**DATA FOR THIS TASK:**
+++++
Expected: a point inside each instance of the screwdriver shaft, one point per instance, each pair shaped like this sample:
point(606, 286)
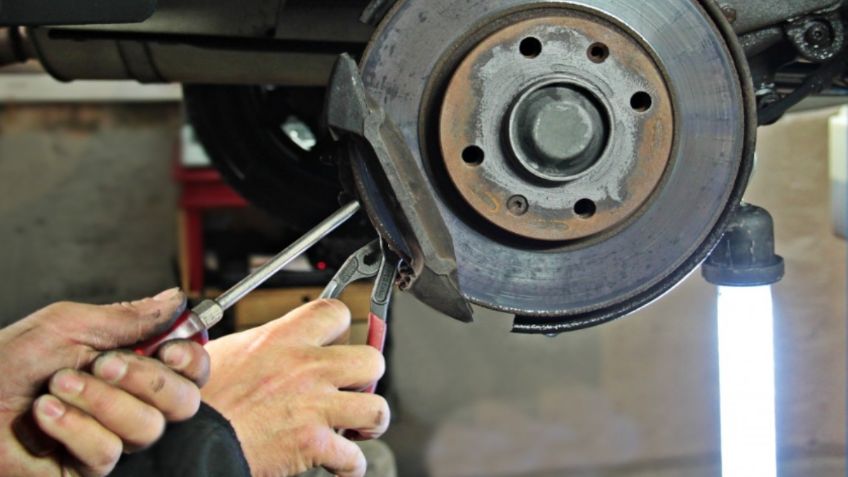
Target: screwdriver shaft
+++++
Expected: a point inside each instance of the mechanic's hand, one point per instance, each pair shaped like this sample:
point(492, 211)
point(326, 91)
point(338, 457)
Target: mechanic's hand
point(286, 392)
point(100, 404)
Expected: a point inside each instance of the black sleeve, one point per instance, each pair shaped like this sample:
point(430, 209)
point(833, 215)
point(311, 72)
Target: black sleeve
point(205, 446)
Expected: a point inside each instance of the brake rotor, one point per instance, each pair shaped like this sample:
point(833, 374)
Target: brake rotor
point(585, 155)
+++++
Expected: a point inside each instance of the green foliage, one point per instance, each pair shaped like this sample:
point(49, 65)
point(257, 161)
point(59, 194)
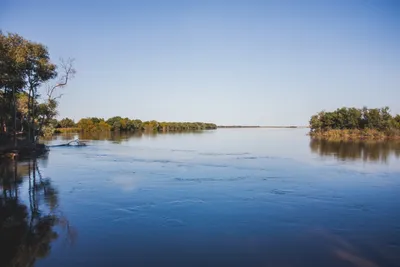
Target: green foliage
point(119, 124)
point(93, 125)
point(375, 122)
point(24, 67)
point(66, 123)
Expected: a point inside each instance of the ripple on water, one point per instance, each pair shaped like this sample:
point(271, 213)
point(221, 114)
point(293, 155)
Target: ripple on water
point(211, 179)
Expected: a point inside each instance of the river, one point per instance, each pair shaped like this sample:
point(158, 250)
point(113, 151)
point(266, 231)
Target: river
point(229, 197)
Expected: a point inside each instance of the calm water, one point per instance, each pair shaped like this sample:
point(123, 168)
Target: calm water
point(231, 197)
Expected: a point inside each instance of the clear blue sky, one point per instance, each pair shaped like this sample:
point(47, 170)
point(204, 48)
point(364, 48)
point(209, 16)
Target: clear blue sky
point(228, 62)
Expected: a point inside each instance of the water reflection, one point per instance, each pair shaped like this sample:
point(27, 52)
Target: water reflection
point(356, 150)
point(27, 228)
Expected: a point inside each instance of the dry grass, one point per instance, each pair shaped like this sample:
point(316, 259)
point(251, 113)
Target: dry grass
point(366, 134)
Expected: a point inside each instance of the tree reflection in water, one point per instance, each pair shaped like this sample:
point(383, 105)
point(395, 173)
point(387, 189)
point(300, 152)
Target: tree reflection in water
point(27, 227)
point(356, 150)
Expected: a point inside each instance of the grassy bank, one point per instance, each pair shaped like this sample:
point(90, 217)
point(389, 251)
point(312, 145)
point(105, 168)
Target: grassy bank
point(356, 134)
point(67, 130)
+++++
Find each line in the records holding the string "screwdriver" and show it.

Expected: a point inside each instance of the screwdriver shaft, one point per instance, each pair shaped like this sample:
Target: screwdriver shaft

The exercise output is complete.